AUFGABE 1:
Zitieren Sie aus den Datensätzen unten die Zeilen, beginnend mit der Zeile, die „Task: pick out overcast“ enthält, und endend mit der Zeile, die „<point>663,86</point>“ enthält, einschließlich dieser beiden, unverändert.

Mit Mut zu Push und Pull. Ein Pull-Faktor wären bessere Angebote im ÖPNV. Push-Faktoren erschweren den Autoverkehr. Man sperrt etwa Autos aus bestimmten Gebieten aus oder bepreist Parkplätze. Wichtig wäre auch, Produkte zu entwickeln, die zeigen, dass in der autofreien Anreise selbst schon ein Wert liegt. Weil ich beim Umsteigen Zeit für ein Museum habe oder die Veränderung der Landschaft genießen kann. Das wird noch viel zu wenig gemacht. Was auch funktionieren kann: Die Leute mit dem Auto anreisen lassen, ihnen vor Ort dann aber POIs anbieten, die man nur mit dem ÖPNV erreicht. Und die Gäste dann direkt erleben lassen, wie angenehm und vorteilhaft das ist.

AUFGABE 2:
Beantworten Sie anhand des Ausgangstexts zur autofreien Anreise folgende Fragen:
(a) Welcher Pull-Faktor wird genannt?
(b) Welche beiden Beispiele für Push-Faktoren werden angeführt?
(c) Was soll Gästen, die mit dem Auto anreisen, vor Ort angeboten werden?

Auszug aus dem Datensatz:

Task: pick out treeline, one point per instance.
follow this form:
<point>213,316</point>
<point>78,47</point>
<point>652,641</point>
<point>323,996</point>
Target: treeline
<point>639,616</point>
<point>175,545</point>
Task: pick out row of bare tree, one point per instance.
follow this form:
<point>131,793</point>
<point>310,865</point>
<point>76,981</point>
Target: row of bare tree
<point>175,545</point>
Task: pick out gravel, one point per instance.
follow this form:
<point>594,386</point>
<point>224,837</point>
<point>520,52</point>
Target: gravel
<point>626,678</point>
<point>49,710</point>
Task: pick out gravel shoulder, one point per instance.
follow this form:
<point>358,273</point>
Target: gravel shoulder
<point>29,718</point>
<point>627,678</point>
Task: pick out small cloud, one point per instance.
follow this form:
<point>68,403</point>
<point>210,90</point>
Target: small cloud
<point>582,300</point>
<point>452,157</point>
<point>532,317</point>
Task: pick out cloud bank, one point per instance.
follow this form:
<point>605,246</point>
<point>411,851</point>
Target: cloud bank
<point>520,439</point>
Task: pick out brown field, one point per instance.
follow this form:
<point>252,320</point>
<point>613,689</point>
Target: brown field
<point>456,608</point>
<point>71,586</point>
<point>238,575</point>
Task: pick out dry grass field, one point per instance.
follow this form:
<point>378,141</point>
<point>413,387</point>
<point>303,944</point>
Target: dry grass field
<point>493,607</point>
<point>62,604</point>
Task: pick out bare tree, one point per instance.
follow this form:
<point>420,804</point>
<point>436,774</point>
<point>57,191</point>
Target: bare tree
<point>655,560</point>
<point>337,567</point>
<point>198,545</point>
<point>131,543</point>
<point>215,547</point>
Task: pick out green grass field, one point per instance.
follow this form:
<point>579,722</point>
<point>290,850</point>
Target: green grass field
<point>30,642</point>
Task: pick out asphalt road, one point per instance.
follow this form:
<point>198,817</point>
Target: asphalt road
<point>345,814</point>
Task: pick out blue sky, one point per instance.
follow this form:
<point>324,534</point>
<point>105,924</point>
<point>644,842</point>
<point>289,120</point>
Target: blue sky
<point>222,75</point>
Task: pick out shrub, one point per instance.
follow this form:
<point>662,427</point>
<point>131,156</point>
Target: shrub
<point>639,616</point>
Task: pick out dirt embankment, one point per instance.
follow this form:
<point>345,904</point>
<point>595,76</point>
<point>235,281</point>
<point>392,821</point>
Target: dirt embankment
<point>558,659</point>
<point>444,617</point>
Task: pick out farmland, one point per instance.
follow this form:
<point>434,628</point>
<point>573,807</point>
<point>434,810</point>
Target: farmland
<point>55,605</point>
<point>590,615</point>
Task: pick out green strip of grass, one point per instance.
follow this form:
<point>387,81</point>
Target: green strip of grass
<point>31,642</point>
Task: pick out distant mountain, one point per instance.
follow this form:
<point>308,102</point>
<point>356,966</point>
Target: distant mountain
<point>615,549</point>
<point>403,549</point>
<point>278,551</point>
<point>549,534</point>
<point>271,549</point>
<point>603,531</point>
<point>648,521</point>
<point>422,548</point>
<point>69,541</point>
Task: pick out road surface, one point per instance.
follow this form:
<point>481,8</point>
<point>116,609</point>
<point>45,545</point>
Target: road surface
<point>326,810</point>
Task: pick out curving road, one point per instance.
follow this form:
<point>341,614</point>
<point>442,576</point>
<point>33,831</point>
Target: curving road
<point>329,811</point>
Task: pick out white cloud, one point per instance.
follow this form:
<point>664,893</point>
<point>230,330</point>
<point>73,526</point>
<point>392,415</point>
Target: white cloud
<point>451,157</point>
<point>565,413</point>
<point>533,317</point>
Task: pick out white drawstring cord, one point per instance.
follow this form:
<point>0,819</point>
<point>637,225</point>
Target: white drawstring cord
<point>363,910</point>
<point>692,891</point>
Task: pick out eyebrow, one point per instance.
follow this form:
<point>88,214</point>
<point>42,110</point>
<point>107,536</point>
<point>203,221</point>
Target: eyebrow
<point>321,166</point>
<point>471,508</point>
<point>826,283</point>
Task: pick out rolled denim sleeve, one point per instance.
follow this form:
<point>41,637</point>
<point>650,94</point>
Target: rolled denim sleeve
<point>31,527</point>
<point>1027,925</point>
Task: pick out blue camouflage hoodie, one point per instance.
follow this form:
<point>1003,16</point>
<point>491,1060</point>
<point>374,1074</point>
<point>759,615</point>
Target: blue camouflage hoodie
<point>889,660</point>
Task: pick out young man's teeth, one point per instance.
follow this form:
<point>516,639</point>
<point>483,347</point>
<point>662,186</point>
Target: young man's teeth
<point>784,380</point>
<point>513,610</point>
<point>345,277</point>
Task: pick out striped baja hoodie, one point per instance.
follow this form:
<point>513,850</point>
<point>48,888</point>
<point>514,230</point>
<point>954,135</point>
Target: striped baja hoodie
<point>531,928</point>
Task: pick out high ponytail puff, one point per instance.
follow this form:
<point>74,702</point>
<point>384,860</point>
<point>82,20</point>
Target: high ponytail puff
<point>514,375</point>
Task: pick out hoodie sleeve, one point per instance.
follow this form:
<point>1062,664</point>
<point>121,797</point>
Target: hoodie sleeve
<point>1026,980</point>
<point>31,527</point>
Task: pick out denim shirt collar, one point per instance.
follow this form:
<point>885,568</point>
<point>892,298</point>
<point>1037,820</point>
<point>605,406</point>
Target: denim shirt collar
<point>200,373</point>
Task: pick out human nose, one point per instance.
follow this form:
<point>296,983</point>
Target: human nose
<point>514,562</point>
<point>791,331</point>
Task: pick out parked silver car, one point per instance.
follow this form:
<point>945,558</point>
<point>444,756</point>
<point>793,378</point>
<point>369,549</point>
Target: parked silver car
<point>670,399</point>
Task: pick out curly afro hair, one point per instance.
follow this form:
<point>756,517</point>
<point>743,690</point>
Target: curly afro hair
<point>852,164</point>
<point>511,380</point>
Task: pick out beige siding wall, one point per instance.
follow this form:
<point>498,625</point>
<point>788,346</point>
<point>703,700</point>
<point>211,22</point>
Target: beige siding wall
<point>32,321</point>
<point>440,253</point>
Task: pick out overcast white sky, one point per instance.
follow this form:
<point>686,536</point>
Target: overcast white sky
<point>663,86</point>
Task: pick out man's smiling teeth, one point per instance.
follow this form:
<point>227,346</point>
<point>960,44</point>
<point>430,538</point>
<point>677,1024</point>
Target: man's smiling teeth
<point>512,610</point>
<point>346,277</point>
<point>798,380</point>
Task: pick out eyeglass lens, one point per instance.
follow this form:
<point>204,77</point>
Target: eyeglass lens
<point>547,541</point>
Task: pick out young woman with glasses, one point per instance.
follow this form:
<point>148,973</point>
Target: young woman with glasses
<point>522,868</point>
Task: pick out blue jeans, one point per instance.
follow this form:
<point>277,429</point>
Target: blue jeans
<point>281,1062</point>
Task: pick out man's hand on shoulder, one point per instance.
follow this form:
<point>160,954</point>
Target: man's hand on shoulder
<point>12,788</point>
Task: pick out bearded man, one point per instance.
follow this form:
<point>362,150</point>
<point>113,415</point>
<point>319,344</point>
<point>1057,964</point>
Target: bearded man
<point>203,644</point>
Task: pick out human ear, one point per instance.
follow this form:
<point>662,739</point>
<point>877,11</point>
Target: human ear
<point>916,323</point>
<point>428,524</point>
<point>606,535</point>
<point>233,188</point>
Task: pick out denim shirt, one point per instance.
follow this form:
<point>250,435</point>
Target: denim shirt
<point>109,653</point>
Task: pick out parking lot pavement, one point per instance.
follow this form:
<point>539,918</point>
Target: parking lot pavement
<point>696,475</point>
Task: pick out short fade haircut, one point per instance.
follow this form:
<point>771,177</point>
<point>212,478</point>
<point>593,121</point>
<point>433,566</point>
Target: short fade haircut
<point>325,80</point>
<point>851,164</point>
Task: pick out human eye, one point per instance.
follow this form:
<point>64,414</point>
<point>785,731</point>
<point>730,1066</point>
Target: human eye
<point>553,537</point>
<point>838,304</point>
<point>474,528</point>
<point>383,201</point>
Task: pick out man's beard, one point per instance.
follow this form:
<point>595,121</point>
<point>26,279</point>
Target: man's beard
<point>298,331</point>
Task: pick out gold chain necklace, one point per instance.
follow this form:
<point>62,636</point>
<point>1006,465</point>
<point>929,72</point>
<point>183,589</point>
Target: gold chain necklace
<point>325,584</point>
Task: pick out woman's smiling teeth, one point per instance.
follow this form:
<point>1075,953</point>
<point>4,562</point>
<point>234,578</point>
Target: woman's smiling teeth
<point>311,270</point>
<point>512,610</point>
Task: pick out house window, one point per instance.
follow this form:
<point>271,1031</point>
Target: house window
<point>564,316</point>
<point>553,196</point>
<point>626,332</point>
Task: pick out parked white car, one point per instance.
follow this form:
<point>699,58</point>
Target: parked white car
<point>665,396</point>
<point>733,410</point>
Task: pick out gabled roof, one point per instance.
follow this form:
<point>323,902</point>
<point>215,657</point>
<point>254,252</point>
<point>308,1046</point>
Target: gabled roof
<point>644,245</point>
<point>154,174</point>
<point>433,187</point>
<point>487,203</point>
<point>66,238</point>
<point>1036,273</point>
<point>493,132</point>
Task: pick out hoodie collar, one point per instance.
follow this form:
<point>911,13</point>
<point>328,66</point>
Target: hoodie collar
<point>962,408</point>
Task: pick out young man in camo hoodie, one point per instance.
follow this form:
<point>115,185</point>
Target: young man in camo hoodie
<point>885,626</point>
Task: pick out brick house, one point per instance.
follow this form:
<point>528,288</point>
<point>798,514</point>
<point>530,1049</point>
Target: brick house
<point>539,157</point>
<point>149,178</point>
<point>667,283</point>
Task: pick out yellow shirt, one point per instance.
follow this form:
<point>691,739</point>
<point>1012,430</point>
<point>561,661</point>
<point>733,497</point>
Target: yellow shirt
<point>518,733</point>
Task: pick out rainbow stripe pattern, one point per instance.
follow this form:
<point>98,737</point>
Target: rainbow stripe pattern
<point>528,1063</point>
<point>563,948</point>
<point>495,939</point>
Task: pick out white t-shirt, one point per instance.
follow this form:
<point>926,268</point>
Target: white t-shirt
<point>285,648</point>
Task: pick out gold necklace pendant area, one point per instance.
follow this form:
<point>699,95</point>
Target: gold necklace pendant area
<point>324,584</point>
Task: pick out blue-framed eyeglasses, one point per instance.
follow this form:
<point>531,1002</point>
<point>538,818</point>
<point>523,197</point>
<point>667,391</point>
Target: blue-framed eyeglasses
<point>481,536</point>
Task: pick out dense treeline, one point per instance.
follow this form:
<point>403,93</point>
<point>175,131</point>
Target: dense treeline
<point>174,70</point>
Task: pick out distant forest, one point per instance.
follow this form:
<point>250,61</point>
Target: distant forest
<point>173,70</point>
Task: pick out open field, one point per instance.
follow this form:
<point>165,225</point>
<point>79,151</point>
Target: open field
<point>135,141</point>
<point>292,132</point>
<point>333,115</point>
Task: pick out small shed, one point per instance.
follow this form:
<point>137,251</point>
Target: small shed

LÖSUNG 1:
Task: pick out overcast white sky, one point per instance.
follow this form:
<point>686,536</point>
Target: overcast white sky
<point>663,86</point>

LÖSUNG 2:
(a) Bessere Angebote im ÖPNV.
(b) Autos aus bestimmten Gebieten aussperren oder Parkplätze bepreisen.
(c) POIs, die man nur mit dem ÖPNV erreicht.